Text >>
···
Local knowledge does not just apply to edible plants, it also applies to techniques such as air-drying fish and meat. There was a time not that long ago when racks of air-dried cod could be seen along all the coasts of the Atlantic Fringe, from Portugal to Norway.
Every year, between January and April, the Atlantic cod migrates to the nutrient-rich sea around Lofoten and Vesteralen off the coast of Norway in the arctic circle. And every year, since the 1100s, the fishers of this region have caught mature cod, brought it home, and hung it out to dry in the northern winds, the sun‘s reflection in the snow tanning the fish a rich golden colour. This natural process preserves the gutted and beheaded fish, reduces the water content and increases the protein content, 68-78% compared with 18% in fresh cod. When fully dried the solid flesh has a concentrated aroma, and is stick-like, known as stockfish. Once the stable of many coastal communities on the Atlantic fringe, cod need specific climatic conditions to dry completely in the open air. The people of northern Norway are the last to maintain this centuries old tradition.
One of the most sublime legendary dishes of the world is found in the Faroe Islands, the Atlantic archipelago centred between Iceland, Norway and Scotland, a seemingly simple preparation of lamb with potatoes and root vegetables. All it is not what it seems. Faroese lamb has a special quality that is enhanced by a process that produces a fifth element, the umami flavour that comes after bitter, salty, sour and sweet. Bent Christensen, Jonhard Mikkelsen, Poul F. Guttesen, Maria Canabal and Borghild Sjúrðaberg, who wrote the text for the book produced by KOKS restaurant in 2016, describe the process known as ræst.
···
Source information >>
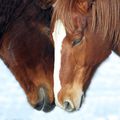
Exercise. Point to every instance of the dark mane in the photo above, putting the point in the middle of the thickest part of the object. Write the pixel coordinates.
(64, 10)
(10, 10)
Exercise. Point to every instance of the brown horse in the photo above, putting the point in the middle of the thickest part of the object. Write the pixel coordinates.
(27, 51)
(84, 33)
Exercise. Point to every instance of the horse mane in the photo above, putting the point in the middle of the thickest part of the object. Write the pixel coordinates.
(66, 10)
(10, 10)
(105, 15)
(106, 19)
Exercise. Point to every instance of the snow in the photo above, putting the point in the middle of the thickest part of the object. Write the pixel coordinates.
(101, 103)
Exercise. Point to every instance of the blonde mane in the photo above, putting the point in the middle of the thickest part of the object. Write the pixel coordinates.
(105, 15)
···
Exercise >>
From the text on stockfish and Faroese lamb, return word for word the part that begins at "One of the most" and stops after "known as ræst.".

Solution for this exercise >>
One of the most sublime legendary dishes of the world is found in the Faroe Islands, the Atlantic archipelago centred between Iceland, Norway and Scotland, a seemingly simple preparation of lamb with potatoes and root vegetables. All it is not what it seems. Faroese lamb has a special quality that is enhanced by a process that produces a fifth element, the umami flavour that comes after bitter, salty, sour and sweet. Bent Christensen, Jonhard Mikkelsen, Poul F. Guttesen, Maria Canabal and Borghild Sjúrðaberg, who wrote the text for the book produced by KOKS restaurant in 2016, describe the process known as ræst.